§ Requests
(1) In the forum post about replicating an Excel calculation in Python, which two Excel functions does the poster combine to find the difference between the monthly quantities?
(2) Write the next part of the forum post about replicating an Excel INDEX and MATCH calculation in Python, picking up after its final sentence.

§ Source extract
0

I'm very new to trying use python with my work,

here's an excel worksheet I got:

  • A as product name in July,
  • B as product Qty in July,
  • C as product name in Aug,
  • D as product Qty in Aug

I needed to get the result of difference between them:

  1. find exactly sold Qty in next month
  2. calculated the subtract
|A           |   B|C           |   D|
|SRHAVWRQT   |   1|SRHAVWRQT   |   4|
|SCMARAED3MQT|   0|SCMARAED3MQT|   2|
|WVVMUMCRQT  |   7|WVVMUMCBR   |   7|
...
...

I know how to solved this in excel like what I did,

with INDEX + MATCH and the difference:

=G3-INDEX(B:B,MATCH(F3,A:A,0))

than I would having the result as I need The original data

The result perform

but how am I would perform it in python? and which tool would be use? (e.g. pandas? numpy?)

with other answer I'd read, but it seems just performed only INDEX/MATCH function and/or they are trying to solve the calculation between Multiple Sheet but I just need the result of 2 columns.

§ Recorded information
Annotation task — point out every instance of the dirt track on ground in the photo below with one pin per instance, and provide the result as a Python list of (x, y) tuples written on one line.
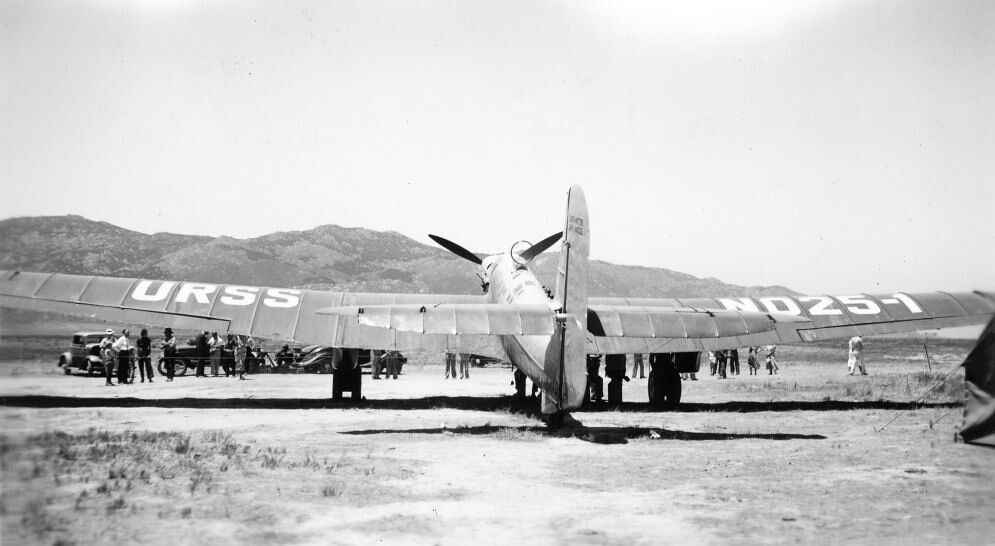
[(762, 459)]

§ Results for the exercise
(1) INDEX and MATCH.

(2)
How to perform an Excel INDEX MATCH equivalent in Python

Index match with python

Calculate Match percentage of values from One sheet to another Using Python

https://focaalvarez.medium.com/vlookup-and-index-match-equivalences-in-pandas-160ac2910399

Or there's just will be a completely different way of processing in python

PaPaFox552
  • 82
  • 7

1 Answers1

0

A classic use case there. For anything involving Excel and Python, you'll want to familiarise yourself with the Pandas library; it can handle a lot of what you're asking for.

Now, to how to solve this problem in particular. I'm going to assume that the data in the relevant worksheet is as you showed it above; No column headings, with the data from row 1 down in columns A, B, C and D. You could use the below code to load this into Python; This loading would load it without column or row names, and as such the dataframe loaded in python would start at [0,0] rather than "A1", since rows and columns in Pandas start at 0.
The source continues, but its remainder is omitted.